▶ Data to process:
________________

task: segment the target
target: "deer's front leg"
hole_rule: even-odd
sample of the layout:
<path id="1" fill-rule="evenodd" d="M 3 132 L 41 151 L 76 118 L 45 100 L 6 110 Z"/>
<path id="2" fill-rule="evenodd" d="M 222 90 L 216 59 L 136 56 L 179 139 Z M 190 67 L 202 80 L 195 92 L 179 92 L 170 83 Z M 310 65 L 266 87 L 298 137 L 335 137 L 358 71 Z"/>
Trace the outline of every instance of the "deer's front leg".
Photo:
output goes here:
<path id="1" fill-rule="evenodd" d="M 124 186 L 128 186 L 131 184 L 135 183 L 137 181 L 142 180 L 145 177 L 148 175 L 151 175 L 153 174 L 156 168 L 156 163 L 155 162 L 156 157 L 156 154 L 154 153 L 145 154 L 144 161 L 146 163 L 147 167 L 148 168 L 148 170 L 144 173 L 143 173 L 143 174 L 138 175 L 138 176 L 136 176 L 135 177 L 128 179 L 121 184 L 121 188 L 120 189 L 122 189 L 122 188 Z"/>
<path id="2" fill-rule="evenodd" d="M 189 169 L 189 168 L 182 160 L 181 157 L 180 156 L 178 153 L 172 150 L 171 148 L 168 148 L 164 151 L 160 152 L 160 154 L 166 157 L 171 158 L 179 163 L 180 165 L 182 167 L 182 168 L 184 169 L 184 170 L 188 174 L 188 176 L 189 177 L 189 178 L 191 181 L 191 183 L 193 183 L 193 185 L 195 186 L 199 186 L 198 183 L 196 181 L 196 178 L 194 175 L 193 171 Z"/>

________________

▶ Exercise goal:
Write out every line of the entries above again, character for character, with nothing altered or left out.

▶ Output for this task:
task: segment the target
target: "deer's front leg"
hole_rule: even-odd
sample of the layout:
<path id="1" fill-rule="evenodd" d="M 3 132 L 41 151 L 76 118 L 45 100 L 6 110 Z"/>
<path id="2" fill-rule="evenodd" d="M 222 90 L 216 59 L 136 56 L 179 139 Z M 190 67 L 202 80 L 195 92 L 179 92 L 170 83 Z M 310 65 L 266 87 L 298 137 L 335 137 L 358 71 Z"/>
Trace the outline of every instance of the "deer's front leg".
Photo:
output goes here:
<path id="1" fill-rule="evenodd" d="M 124 186 L 128 186 L 131 184 L 135 183 L 137 181 L 142 180 L 145 177 L 148 175 L 151 175 L 153 174 L 156 168 L 156 163 L 155 162 L 156 157 L 156 154 L 154 153 L 145 154 L 144 161 L 146 163 L 147 167 L 148 168 L 148 170 L 144 173 L 143 173 L 143 174 L 138 175 L 138 176 L 136 176 L 135 177 L 128 179 L 121 184 L 121 188 L 120 189 L 122 189 L 122 188 Z"/>
<path id="2" fill-rule="evenodd" d="M 189 169 L 189 168 L 182 160 L 181 157 L 180 156 L 178 153 L 172 150 L 171 148 L 168 148 L 164 151 L 160 152 L 160 154 L 166 157 L 171 158 L 179 163 L 180 165 L 182 167 L 182 168 L 184 169 L 184 170 L 188 174 L 188 176 L 189 177 L 189 178 L 191 181 L 191 183 L 193 183 L 193 185 L 195 186 L 199 186 L 198 183 L 196 181 L 196 178 L 194 175 L 193 171 Z"/>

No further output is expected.